| Task requirements |
Can you turn all of the lines below into a numbered list, leaving out any blank lines?

Dataset rows showing where objects appear

★ ★ ★ ★ ★

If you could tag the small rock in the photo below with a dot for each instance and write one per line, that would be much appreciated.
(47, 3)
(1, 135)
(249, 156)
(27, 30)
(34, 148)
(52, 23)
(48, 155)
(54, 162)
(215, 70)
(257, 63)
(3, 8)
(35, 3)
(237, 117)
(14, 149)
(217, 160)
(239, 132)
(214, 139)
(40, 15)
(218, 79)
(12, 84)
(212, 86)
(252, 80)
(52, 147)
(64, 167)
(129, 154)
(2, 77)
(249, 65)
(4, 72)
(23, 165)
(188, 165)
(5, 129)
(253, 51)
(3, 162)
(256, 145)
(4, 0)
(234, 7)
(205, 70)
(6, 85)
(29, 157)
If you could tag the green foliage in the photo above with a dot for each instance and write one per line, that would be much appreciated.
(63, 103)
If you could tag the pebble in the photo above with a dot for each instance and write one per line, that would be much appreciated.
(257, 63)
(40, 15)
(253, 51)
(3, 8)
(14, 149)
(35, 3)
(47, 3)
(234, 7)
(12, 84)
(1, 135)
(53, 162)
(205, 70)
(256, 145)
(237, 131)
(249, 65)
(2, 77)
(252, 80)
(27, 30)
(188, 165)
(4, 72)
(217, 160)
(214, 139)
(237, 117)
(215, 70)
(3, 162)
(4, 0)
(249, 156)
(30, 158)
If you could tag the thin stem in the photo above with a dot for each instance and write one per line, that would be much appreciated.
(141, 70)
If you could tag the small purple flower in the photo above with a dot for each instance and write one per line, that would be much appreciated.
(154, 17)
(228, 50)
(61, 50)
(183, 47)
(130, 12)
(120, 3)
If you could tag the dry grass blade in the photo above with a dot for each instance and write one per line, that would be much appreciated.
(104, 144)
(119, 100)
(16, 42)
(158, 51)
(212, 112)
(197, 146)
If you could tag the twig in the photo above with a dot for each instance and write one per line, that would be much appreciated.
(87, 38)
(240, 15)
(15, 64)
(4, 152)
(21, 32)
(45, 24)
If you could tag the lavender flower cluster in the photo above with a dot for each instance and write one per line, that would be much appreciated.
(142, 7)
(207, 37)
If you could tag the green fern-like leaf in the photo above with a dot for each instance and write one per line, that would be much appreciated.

★ ★ ★ ★ ★

| Response to this task |
1. If you could tag the small rock in the photo below with a dot for each instance and write one per line, that would be much appreciated.
2. (47, 3)
3. (1, 135)
4. (249, 156)
5. (27, 30)
6. (34, 148)
7. (52, 23)
8. (48, 155)
9. (54, 162)
10. (215, 70)
11. (257, 63)
12. (3, 8)
13. (35, 3)
14. (237, 117)
15. (14, 149)
16. (217, 160)
17. (239, 132)
18. (214, 139)
19. (40, 15)
20. (218, 79)
21. (12, 84)
22. (212, 86)
23. (252, 80)
24. (52, 147)
25. (64, 167)
26. (129, 154)
27. (2, 77)
28. (249, 65)
29. (4, 72)
30. (23, 165)
31. (188, 165)
32. (5, 129)
33. (253, 51)
34. (3, 162)
35. (256, 145)
36. (4, 0)
37. (234, 7)
38. (205, 70)
39. (6, 85)
40. (29, 157)
41. If you could tag the green foliage in the photo above with a dot for each instance and write one per line, that would be much appreciated.
42. (63, 103)
43. If you could tag the pebble in the photo above with a dot for each instance and write one per line, that would be much appreciated.
44. (257, 63)
45. (40, 15)
46. (253, 51)
47. (3, 8)
48. (14, 149)
49. (35, 3)
50. (47, 3)
51. (234, 7)
52. (12, 84)
53. (1, 135)
54. (53, 162)
55. (205, 70)
56. (256, 145)
57. (237, 131)
58. (249, 65)
59. (2, 77)
60. (252, 80)
61. (27, 30)
62. (188, 165)
63. (4, 72)
64. (217, 160)
65. (214, 139)
66. (237, 117)
67. (215, 70)
68. (3, 162)
69. (4, 0)
70. (249, 156)
71. (30, 158)
72. If you could tag the thin stem in the photo above with a dot for each instance and write one per line, that would be much appreciated.
73. (141, 70)
74. If you could tag the small purple flower in the photo above with a dot for each instance and write one per line, that would be much appreciated.
75. (154, 17)
76. (228, 50)
77. (61, 50)
78. (183, 47)
79. (130, 12)
80. (120, 3)
81. If you could tag the dry grass blade in the photo above with a dot for each instance and write one per line, that would be much appreciated.
82. (104, 144)
83. (119, 100)
84. (16, 42)
85. (158, 51)
86. (212, 112)
87. (197, 146)
88. If you could tag the twig in the photo above with a dot for each instance and write one per line, that would be much appreciated.
89. (87, 38)
90. (240, 15)
91. (15, 64)
92. (4, 152)
93. (21, 32)
94. (45, 24)
95. If you could tag the lavender flower cluster in the photo above with a dot for each instance and write one per line, that would be much appreciated.
96. (142, 7)
97. (207, 37)
98. If you could tag the green fern-like leaf in the photo above with a dot for each instance and write one per line, that would be much appreciated.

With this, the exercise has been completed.